- **YOUR GOAL**:
Can you write out, word for word, the stretch of the poultry worker safety article below from "The groups petitioned" through "proposed rule change."?

- **SELECTED PASSAGE**:
+===+
OSHA, USDA urged to protect poultry, meatpacking workers

Line speed is too fast, says coalition

September 4, 2013

Today's NewsThe Southern Poverty Law Center (SPLC) and a coalition of civil rights groups filed a formal petition yesterday urging OSHA and the U.S. Department of Agriculture (USDA) to improve worker safety in poultry and meatpacking plants, contending that federal policies allow workers in these facilities to operate in hazardous conditions that often leave them with disabling injuries, illnesses and pain. 

The groups petitioned OSHA to issue new work speed standards to protect the workers responsible for making the U.S. the largest producer of poultry and beef in the world. OSHA’s health and safety rules for workplace do not include regulations regarding processing line speeds – which the SPLC says often operate at a punishing pace. 

The only federal agency regulating line speed is the USDA, which is solely focused on food safety and maximizing production for the industries.

USDA wants lines to go faster

“Though there is ample evidence that work speed is a primary contributor to injuries, the USDA has proposed increasing poultry processing line speeds from a maximum of 140 birds per minute to 175,” according to a statement by the SPLC.

The groups’ petition also calls on the USDA to reconsider its proposed rule change.

“Meatpacking and poultry processing line jobs are among the most notoriously dangerous jobs in the United States,” the petition states. “OSHA’s current failure to regulate poultry and meat processing plant work speed puts plant workers at significant risk of permanently disabling cumulative trauma disorders,” such as carpal tunnel syndrome, which are caused by the extraordinary number of repetitive motions these workers perform.

20,000 cuts a day

The SPLC says meat and poultry workers often make 20,000 cuts a day to the meat and poultry on the line.

“Many fear losing their jobs if they report injuries or ask for safer working conditions. This silence enables companies to hide true injury rates that are far higher than what is publicly reported.”

The petition urges OSHA to implement the following changes to protect workers:

  • Establish a standard that limits work speeds.
  • Create standards that address the specific injuries caused by keeping up with the line speeds.
  • Ensure that existing safety guidelines are enforceable.

The groups also ask USDA to engage in thorough interagency consultation about worker safety before implementing its proposed poultry rule changes that would increase work speeds in poultry processing.

Disposable workers

These hazards have been documented by the SPLC in its 2013 report Unsafe at These Speeds: Alabama’s Poultry Industry and its Disposable Workers. Nebraska Appleseed documented similar dangers in the meatpacking industry in its 2009 report The Speed Kills You: The Voice of Nebraska’s Meatpacking Workers.

The coalition includes the SPLC, Nebraska Appleseed Center for Law in the Public Interest, Alabama Appleseed Center for Law and Justice, Coalition of Poultry Workers, Coalition of Black Trade Unionists, Farmworker Advocacy Network, Heartland Workers Center, Interfaith Worker Justice, Midwest Coalition for Human Rights, National Council for Occupational Safety and Health, North Carolina Justice Center, Northwest Arkansas Worker Justice Center, Refugee Women’s Network, Student Action with Farmworkers and Western North Carolina Workers’ Center.
+===+
- **DATA SHOWN**:
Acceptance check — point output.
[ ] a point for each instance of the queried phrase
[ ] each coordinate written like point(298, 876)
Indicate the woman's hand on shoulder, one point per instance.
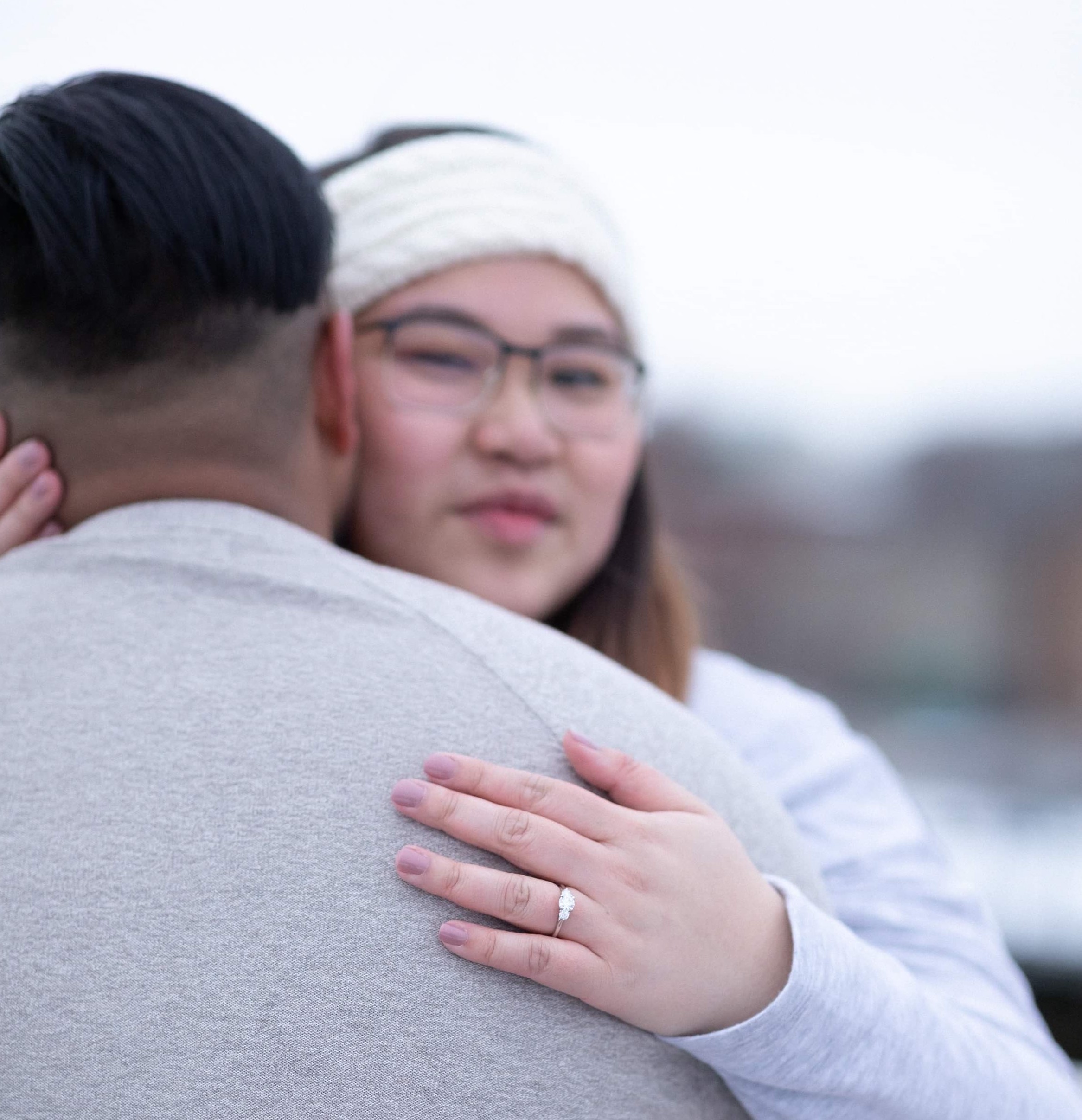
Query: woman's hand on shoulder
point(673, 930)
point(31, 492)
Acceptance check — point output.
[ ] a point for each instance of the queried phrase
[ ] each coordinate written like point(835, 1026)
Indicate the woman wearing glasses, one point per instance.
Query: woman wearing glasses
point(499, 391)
+===+
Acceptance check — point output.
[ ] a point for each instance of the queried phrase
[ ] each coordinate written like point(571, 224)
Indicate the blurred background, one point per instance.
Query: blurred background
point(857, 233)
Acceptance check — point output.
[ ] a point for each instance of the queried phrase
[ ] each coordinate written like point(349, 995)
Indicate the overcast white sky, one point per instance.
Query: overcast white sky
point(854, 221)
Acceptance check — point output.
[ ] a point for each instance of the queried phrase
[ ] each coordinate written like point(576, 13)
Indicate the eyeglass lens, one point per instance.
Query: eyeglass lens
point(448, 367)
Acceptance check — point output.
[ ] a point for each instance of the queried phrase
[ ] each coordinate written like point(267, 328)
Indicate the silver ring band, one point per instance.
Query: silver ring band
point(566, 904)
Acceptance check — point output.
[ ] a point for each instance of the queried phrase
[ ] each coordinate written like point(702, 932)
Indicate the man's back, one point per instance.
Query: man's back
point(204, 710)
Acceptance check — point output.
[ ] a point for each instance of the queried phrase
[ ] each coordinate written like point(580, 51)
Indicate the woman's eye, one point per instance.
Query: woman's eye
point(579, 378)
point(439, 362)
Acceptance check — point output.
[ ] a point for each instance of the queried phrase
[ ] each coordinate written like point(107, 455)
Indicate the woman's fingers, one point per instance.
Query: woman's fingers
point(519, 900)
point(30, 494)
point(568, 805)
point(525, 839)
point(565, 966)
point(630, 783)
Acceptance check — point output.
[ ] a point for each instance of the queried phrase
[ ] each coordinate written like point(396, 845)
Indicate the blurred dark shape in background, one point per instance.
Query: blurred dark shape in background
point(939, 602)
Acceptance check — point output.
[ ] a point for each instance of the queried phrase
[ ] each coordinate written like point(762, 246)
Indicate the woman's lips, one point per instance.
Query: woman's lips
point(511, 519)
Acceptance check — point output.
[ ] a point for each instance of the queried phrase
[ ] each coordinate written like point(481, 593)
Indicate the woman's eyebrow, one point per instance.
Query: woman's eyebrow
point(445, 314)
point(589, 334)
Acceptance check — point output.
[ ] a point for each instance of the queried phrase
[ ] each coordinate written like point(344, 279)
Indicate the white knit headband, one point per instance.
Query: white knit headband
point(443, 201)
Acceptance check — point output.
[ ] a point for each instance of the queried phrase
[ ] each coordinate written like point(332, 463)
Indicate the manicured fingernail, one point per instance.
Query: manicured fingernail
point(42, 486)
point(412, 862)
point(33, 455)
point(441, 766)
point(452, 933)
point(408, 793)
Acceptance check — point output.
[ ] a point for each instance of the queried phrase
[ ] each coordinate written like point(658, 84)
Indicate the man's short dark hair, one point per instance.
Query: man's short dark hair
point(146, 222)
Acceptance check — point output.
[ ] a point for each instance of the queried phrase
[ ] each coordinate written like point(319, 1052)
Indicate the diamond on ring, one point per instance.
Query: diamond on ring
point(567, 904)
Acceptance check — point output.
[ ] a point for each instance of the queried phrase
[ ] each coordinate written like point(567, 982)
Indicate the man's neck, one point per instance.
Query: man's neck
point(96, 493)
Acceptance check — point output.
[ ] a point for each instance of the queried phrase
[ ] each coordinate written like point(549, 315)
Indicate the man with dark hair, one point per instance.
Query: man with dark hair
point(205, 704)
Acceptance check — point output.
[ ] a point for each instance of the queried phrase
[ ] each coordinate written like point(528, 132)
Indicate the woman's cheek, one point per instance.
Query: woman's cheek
+===+
- **SOLVED PROBLEM**:
The groups petitioned OSHA to issue new work speed standards to protect the workers responsible for making the U.S. the largest producer of poultry and beef in the world. OSHA’s health and safety rules for workplace do not include regulations regarding processing line speeds – which the SPLC says often operate at a punishing pace. 

The only federal agency regulating line speed is the USDA, which is solely focused on food safety and maximizing production for the industries.

USDA wants lines to go faster

“Though there is ample evidence that work speed is a primary contributor to injuries, the USDA has proposed increasing poultry processing line speeds from a maximum of 140 birds per minute to 175,” according to a statement by the SPLC.

The groups’ petition also calls on the USDA to reconsider its proposed rule change.